» What you need to do
Write what comes next in the forum thread about whether large bone is a good trait in a dog, starting right after its last line.

# Is "Large boned" a good characteristic?



## ~Saphira~ (Apr 25, 2012)

I was looking around and there was a classified add for two puppies which were being sold. It said: "Our puppies purchase good characters (I think they meant characteristics, but not sure) such as big bones"

Just wondering: Are big bones "good", bad, or does it matter at all?


----------



## Liesje (Mar 4, 2007)

It's a personal preference. I like good bone, however I do a lot of higher impact sports like agility and flyball so large/thick bone is not really practical for me or my dogs. I don't like GSDs that look too fine, but they don't have to have exceptionally large bone.


----------



## ~Saphira~ (Apr 25, 2012)

So it isn't a health issue?


----------



## Liesje (Mar 4, 2007)

No, just a personal preference.


----------



## ~Saphira~ (Apr 25, 2012)

Okay, thanks! : )


----------



## Emoore (Oct 9, 2002)

Kopper has heavy, substantial bone. Rocky has finer bones. Just personal preference.


----------



## Danielle609 (Jun 18, 2011)

True "Big Bone" is not a health issue, but be weary. A lot of BYB's will advertise their dogs as large and big boned which means 1 of 3 things 1) The Parents are overweight 2) The parents are over sized above the standard and 3) possibly 1 and 2 combined. If this is the case, then yes it can relate to health problem.


----------



## FG167 (Sep 22, 2010)

Personal preference. I prefer a dog with more bone (looks) but athletic in size - like my Kastle  100% biased obviously


----------



## Emoore (Oct 9, 2002)

Danielle609 said:


> True "Big Bone" is not a health issue, but be weary. A lot of BYB's will advertise their dogs as large and big boned which means 1 of 3 things 1) The Parents are overweight 2) The parents are over sized above the standard and 3) possibly 1 and 2 combined. If this is the case, then yes it can relate to health problem.

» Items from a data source
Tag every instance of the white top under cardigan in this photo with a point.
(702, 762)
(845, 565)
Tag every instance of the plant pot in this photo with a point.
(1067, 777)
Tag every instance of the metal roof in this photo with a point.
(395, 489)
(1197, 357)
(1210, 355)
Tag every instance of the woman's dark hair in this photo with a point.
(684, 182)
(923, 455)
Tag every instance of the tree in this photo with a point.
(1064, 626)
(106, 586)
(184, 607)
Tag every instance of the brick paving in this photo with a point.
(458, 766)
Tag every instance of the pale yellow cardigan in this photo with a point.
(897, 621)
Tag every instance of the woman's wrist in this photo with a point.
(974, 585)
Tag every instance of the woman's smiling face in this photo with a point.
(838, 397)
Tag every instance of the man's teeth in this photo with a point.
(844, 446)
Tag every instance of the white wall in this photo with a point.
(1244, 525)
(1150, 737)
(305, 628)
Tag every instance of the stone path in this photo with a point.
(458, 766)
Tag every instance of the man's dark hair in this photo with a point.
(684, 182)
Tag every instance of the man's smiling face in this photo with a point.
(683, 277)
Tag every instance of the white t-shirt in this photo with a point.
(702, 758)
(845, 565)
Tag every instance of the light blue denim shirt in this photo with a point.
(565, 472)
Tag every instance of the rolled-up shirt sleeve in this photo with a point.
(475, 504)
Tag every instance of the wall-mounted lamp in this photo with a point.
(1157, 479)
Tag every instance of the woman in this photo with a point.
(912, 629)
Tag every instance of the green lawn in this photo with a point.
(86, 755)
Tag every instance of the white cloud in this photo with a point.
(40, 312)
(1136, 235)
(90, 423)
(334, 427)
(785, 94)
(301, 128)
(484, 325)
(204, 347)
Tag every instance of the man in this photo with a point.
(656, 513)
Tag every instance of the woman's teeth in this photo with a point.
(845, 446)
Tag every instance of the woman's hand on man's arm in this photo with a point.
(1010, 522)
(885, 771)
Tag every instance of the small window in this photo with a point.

» Answer
Excellent point. My "big boned" boy has noticeably thicker bone in his legs and paws as well as a broader head, but he's still well within standard and a healthy weight. A lot of times big bone just means fat or oversized.


----------



## RubyTuesday (Jan 20, 2008)

I like a tall, lean frame with substantial bone. I dislike truly massive bone, ie matiff like. I probably prefer bone a bit too light than super massive. Many dogs are touted as having massive bone that are nothing more than fat.


----------



## doggiedad (Dec 2, 2007)

where does a puppy get money to purchase anything??



~Saphira~ said:


> I was looking around and there was a classified add for two puppies which were being sold. It said:
> 
> >>>> "Our puppies purchase good characters <<<<
> 
> ...


----------



## RubyTuesday (Jan 20, 2008)

I don't know Doggiedad. GSD are super smart but generally work for free & most are much too upstanding to resort to thuggish thievery...Tho' I wouldn't put a credit card scam past my little Djibouti these days!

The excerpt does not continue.